JAKARTA– Amnesty Internasional Indonesia menyerukan pemerintah Indonesia untuk ikut aktif dalam menyelesaikan krisis kemanusiaan di Myanmar.
Negara bagian Rakhine, Myanmar, makin memprihatinkan pada akhir Agustus 2017 setelah terjadi eskalasi kekejaman tentara Myanmar terhadap etnis Rohingya.
Akibatnya, menewaskan setidaknya kurang lebih 400 warga sipil, serta puluhan ribu penduduk yang mayoritas etnis Rohingya mengungsi ke perbatasan Bangladesh.
“Perlu pemerintah Indonesia mendorong pemerintah Myanmar untuk segera menghentikan segala bentuk serangan bersenjata kepada penduduk sipil di negara bagian Rakhine. Karena ini adalah kejahatan terhadap kemanusiaan (crimes against humanity),” ujar Usman Hamid, Direktur Amnesty Internasional Indonesia seperti dikutip dari Hidayatullah (03/09/2017) kemarin.

_PETUNJUK TUGAS_
Tulis ulang berita tentang krisis Rohingya di atas secara utuh, kata demi kata tanpa diubah. Baris-baris data ini tidak ada hubungannya dengan berita di atas.

_BARIS DATA_

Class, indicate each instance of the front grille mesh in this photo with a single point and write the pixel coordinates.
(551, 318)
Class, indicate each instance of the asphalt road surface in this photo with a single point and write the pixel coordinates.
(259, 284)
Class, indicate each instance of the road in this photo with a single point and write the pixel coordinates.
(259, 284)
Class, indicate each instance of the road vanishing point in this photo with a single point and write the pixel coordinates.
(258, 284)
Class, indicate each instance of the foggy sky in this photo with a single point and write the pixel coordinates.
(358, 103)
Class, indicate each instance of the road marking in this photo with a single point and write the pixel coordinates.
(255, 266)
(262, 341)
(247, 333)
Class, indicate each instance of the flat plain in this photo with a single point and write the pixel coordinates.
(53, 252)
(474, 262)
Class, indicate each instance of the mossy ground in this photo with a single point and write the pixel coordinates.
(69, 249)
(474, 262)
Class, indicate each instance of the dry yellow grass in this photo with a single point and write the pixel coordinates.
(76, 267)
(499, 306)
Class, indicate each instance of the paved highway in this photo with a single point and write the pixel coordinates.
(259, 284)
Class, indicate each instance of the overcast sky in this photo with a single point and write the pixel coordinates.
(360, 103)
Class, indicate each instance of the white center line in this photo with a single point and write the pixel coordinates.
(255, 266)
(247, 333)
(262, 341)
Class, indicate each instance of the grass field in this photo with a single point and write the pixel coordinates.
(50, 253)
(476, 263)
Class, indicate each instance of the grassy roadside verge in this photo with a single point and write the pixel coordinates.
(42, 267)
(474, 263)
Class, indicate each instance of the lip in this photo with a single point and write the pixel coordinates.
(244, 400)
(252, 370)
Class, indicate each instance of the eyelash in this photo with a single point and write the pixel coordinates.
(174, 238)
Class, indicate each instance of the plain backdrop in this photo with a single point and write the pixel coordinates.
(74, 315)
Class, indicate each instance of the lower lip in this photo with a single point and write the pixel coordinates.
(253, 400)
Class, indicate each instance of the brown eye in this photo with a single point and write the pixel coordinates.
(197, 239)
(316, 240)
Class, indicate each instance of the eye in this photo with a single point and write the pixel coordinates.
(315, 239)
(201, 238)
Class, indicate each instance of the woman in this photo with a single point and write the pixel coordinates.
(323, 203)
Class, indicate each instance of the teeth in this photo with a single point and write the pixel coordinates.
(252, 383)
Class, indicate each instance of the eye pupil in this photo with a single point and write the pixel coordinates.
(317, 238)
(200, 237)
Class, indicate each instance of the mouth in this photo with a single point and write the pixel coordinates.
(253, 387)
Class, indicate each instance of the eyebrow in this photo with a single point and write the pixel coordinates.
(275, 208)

_JAWABAN TUGAS_
JAKARTA– Amnesty Internasional Indonesia menyerukan pemerintah Indonesia untuk ikut aktif dalam menyelesaikan krisis kemanusiaan di Myanmar.
Negara bagian Rakhine, Myanmar, makin memprihatinkan pada akhir Agustus 2017 setelah terjadi eskalasi kekejaman tentara Myanmar terhadap etnis Rohingya.
Akibatnya, menewaskan setidaknya kurang lebih 400 warga sipil, serta puluhan ribu penduduk yang mayoritas etnis Rohingya mengungsi ke perbatasan Bangladesh.
“Perlu pemerintah Indonesia mendorong pemerintah Myanmar untuk segera menghentikan segala bentuk serangan bersenjata kepada penduduk sipil di negara bagian Rakhine. Karena ini adalah kejahatan terhadap kemanusiaan (crimes against humanity),” ujar Usman Hamid, Direktur Amnesty Internasional Indonesia seperti dikutip dari Hidayatullah (03/09/2017) kemarin.